Location identification items:
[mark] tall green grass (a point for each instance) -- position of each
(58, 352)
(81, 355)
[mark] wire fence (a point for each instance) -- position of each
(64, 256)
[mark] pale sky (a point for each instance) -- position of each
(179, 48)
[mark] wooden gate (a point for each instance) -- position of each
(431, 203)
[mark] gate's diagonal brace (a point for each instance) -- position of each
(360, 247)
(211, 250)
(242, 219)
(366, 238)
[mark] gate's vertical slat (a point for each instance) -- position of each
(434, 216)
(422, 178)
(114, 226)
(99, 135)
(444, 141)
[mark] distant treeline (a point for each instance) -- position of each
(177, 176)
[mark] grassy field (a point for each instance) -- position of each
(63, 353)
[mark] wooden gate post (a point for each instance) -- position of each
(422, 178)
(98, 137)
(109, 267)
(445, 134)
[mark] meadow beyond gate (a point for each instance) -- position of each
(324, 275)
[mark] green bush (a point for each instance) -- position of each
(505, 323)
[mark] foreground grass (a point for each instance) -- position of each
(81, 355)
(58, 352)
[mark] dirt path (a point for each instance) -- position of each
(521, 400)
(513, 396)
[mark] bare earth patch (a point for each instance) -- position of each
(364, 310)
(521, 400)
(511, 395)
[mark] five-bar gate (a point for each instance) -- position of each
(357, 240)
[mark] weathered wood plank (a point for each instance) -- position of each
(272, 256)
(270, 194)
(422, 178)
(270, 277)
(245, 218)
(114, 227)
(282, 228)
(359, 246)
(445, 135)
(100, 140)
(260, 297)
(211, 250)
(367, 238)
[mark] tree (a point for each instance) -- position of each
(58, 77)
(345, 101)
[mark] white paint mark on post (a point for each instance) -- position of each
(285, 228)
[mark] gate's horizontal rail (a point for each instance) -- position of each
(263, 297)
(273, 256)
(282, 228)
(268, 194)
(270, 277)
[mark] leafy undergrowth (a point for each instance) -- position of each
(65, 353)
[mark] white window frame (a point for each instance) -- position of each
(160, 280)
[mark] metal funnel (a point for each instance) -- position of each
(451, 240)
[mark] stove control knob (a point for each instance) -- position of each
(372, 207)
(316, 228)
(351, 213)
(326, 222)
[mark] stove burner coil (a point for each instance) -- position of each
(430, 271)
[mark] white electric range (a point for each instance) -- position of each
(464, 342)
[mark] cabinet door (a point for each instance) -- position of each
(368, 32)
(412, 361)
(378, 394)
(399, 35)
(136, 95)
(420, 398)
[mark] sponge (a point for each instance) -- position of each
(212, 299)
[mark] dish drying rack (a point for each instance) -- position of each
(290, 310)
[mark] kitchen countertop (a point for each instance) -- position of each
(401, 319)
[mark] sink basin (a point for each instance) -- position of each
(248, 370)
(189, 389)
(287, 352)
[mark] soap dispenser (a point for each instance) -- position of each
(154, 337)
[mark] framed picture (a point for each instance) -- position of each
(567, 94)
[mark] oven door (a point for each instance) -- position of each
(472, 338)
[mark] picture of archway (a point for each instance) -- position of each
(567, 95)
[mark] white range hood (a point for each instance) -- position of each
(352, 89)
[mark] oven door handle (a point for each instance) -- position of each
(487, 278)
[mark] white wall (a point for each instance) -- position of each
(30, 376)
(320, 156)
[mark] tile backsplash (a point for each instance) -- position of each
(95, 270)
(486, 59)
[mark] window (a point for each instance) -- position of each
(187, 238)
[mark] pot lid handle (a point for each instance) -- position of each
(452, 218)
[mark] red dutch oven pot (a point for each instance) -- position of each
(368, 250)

■ **OBJECTIVE**: Can you rewrite every item above as a two-column CSV with the header row item_text,answer and one row per item? Put each item's text and its answer in their own quoted fields, with line breaks replaced by spaces.

■ **RESULT OF THE TASK**:
item_text,answer
"[mark] tall green grass (a point for each instance) -- position of each","(58, 352) (81, 355)"
"[mark] wire fence (a point for each instance) -- position of each","(64, 256)"
"[mark] pale sky (a point for each instance) -- position of each","(179, 48)"
"[mark] wooden gate (a point for each instance) -- position of each","(431, 203)"
"[mark] gate's diagonal brace (a point for each instance) -- position of each","(360, 247) (211, 250) (242, 219) (366, 238)"
"[mark] gate's vertical slat (a point for each instance) -- position of each","(434, 216) (422, 178) (114, 226) (99, 135) (444, 141)"
"[mark] distant treeline (a point for each instance) -- position of each","(177, 176)"
"[mark] grassy field (a point for each instance) -- position of each","(63, 353)"
"[mark] wooden gate post (a point for each instance) -- position of each","(422, 178) (98, 137) (109, 267) (445, 134)"
"[mark] meadow beyond gate (a point for each instance) -- position of each","(324, 275)"
"[mark] green bush (a point for each instance) -- position of each","(505, 323)"
"[mark] foreground grass (a point for each instance) -- position of each","(81, 355) (58, 352)"
"[mark] dirt path (a point for each instance) -- position of each","(521, 400) (513, 396)"
"[mark] bare earth patch (a point for each instance) -- position of each","(364, 310) (521, 400) (511, 395)"
"[mark] five-bar gate (a point for each instance) -- position of each","(357, 240)"
"[mark] weathered wood plank (a point for each instance) -- position of each","(272, 256) (270, 194) (422, 178) (270, 277) (245, 218) (114, 227) (282, 228) (359, 246) (445, 135) (100, 140) (260, 297) (211, 250) (367, 238)"
"[mark] tree (a point for each instance) -- position of each","(58, 77) (345, 101)"
"[mark] white paint mark on post (a point for each instance) -- position of each","(285, 228)"
"[mark] gate's horizontal rail (a point for each instance) -- position of each","(263, 297) (273, 256) (282, 228) (268, 194) (270, 277)"
"[mark] leafy undergrowth (a point for each instance) -- position of each","(65, 353)"
"[mark] white window frame (a point for each instance) -- position of each","(160, 280)"
"[mark] metal funnel (a point for each instance) -- position of each","(451, 240)"
"[mark] stove control knob (a point for each instance) -- position of each","(372, 207) (316, 228) (351, 213) (326, 222)"
"[mark] stove burner coil (a point for each instance) -- position of each","(430, 271)"
"[mark] white electric range (a point for each instance) -- position of each","(464, 342)"
"[mark] cabinet door (a point for each instance) -- position of each","(368, 32) (412, 361) (378, 394) (399, 35) (136, 95) (420, 398)"
"[mark] sponge (a point for each instance) -- position of each","(212, 299)"
"[mark] dish drying rack (a point for each instance) -- position of each","(290, 310)"
"[mark] kitchen countertop (a point for each instance) -- position of each","(401, 319)"
"[mark] sink basin (a point for each instance) -- position of each","(248, 370) (189, 389) (287, 352)"
"[mark] soap dispenser (a point for each instance) -- position of each","(154, 337)"
"[mark] framed picture (a point for each instance) -- position of each","(567, 94)"
"[mark] oven door (a point for each instance) -- position of each","(472, 338)"
"[mark] picture of archway (a point for each instance) -- position of each","(567, 95)"
"[mark] white range hood (a point for each instance) -- position of each","(352, 89)"
"[mark] oven door handle (a point for each instance) -- position of each","(487, 278)"
"[mark] white wall (a point for each instance) -- position of each","(30, 376) (320, 156)"
"[mark] tile backsplash (a point for each instance) -- position of each","(95, 270) (486, 59)"
"[mark] window (a point for each instance) -- position of each","(187, 238)"
"[mark] pot lid handle (a point for each instance) -- position of each","(452, 218)"
"[mark] red dutch oven pot (a point for each instance) -- position of each","(368, 250)"